#### Collected data
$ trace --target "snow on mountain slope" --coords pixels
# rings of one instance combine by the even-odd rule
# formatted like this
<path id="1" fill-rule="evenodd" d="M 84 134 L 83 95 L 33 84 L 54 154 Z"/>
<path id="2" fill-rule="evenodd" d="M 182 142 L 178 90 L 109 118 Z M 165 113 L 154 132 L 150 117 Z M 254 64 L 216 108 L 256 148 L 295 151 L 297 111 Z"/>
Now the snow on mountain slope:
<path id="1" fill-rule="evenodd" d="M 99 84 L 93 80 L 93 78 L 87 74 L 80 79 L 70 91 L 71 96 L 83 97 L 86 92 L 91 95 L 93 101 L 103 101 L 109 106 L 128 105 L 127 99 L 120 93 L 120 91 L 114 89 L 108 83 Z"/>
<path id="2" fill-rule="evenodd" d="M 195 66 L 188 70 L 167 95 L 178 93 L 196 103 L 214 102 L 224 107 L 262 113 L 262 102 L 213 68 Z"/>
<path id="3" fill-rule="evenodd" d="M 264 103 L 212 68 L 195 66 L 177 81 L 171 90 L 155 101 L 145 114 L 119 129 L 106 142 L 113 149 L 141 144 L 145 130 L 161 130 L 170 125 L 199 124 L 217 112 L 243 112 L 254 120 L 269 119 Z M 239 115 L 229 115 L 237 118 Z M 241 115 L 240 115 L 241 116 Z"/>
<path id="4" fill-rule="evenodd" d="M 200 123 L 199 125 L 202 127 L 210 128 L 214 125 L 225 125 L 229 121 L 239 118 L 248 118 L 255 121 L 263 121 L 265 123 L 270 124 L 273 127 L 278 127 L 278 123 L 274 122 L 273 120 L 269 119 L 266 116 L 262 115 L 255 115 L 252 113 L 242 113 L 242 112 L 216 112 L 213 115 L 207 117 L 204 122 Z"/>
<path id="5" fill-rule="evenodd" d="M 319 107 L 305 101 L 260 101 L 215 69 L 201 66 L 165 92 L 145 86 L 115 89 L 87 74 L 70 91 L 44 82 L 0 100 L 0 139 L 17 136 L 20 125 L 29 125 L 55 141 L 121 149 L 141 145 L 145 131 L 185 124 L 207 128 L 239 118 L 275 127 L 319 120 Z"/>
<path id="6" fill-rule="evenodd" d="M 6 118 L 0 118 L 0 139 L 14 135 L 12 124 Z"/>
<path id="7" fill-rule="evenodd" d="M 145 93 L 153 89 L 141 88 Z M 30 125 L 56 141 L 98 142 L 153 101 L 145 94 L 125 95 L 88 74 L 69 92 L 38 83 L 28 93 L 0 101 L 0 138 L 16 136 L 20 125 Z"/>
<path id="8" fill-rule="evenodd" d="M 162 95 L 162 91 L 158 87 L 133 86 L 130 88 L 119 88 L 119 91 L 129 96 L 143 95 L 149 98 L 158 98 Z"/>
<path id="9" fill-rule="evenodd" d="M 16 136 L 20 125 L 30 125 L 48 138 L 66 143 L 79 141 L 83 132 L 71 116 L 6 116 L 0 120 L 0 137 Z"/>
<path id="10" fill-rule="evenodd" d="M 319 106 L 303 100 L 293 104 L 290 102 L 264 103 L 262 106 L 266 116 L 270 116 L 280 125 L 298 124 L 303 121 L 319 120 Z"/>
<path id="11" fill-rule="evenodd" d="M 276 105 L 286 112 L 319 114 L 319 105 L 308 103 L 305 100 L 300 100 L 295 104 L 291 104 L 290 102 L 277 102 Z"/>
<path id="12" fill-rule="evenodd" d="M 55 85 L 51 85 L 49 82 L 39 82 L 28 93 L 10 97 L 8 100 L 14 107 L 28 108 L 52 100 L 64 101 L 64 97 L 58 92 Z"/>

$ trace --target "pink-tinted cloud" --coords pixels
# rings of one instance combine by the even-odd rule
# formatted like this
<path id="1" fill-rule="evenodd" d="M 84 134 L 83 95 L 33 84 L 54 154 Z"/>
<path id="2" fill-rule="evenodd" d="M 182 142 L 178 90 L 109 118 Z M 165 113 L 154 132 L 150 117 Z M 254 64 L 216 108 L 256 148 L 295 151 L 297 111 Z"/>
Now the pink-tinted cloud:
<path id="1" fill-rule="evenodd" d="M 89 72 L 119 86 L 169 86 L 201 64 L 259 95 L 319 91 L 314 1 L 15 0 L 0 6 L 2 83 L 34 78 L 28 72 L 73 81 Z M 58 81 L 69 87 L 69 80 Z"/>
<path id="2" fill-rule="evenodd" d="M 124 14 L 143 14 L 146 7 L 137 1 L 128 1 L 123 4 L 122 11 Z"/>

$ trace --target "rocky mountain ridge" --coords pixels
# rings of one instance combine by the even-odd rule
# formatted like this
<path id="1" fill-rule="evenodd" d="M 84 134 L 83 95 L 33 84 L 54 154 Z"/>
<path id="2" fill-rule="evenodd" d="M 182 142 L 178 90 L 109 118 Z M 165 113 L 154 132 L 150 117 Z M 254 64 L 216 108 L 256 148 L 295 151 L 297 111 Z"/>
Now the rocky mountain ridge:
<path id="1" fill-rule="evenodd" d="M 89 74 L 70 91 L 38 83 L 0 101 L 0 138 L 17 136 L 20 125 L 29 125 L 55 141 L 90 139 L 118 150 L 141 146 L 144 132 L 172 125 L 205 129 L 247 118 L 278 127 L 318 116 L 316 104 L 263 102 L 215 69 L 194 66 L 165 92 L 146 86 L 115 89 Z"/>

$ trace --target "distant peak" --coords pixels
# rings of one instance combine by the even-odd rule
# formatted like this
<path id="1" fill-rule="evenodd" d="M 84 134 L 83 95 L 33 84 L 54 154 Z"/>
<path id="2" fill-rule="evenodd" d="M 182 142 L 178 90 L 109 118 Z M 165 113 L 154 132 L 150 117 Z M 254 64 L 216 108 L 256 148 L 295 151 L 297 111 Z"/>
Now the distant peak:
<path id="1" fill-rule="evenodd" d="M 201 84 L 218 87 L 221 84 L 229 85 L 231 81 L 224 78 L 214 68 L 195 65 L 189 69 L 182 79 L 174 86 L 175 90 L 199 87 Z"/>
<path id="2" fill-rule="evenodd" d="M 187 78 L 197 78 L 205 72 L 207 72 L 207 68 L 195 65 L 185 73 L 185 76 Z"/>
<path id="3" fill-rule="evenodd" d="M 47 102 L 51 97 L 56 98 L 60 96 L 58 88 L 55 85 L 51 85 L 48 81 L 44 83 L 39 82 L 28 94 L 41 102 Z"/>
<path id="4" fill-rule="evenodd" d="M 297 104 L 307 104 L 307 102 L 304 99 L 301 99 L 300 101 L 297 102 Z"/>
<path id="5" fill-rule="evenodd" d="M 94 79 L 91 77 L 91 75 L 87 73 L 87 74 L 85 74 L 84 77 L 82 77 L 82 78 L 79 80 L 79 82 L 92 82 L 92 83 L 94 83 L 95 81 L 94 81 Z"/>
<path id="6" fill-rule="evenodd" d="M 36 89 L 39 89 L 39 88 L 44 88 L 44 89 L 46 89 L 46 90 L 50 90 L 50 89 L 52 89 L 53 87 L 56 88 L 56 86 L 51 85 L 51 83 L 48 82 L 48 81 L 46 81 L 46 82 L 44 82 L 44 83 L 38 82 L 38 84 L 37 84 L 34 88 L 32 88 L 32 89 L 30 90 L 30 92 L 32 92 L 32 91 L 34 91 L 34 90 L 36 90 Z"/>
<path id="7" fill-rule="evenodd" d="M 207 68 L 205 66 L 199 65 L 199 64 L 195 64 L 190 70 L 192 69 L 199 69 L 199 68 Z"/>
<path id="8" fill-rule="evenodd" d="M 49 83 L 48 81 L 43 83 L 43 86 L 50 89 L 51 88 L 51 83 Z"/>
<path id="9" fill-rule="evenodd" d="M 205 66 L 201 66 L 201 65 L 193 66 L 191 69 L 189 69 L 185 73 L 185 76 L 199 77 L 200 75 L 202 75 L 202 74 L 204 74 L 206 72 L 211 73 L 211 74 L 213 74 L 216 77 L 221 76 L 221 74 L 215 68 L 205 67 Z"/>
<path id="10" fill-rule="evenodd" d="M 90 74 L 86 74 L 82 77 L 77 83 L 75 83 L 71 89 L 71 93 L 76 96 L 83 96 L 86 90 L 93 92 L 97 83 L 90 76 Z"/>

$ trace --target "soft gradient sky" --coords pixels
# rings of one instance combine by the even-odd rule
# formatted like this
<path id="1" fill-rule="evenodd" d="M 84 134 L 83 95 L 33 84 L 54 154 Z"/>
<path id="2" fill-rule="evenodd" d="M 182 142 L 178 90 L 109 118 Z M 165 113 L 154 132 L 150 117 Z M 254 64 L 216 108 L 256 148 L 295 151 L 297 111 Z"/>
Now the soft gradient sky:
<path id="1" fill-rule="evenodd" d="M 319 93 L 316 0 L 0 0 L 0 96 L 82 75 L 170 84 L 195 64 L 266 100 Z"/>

#### PROBLEM TO WORK ON
Report each line in the data that holds the word "pixels".

#### RESULT OF THE EXERCISE
$ trace --target "snow on mountain slope" --coords pixels
$ trace --target "pink-tinted cloud" --coords pixels
$ trace --target "rocky mountain ridge" --coords pixels
$ trace --target "distant peak" --coords pixels
$ trace --target "soft gradient sky" --coords pixels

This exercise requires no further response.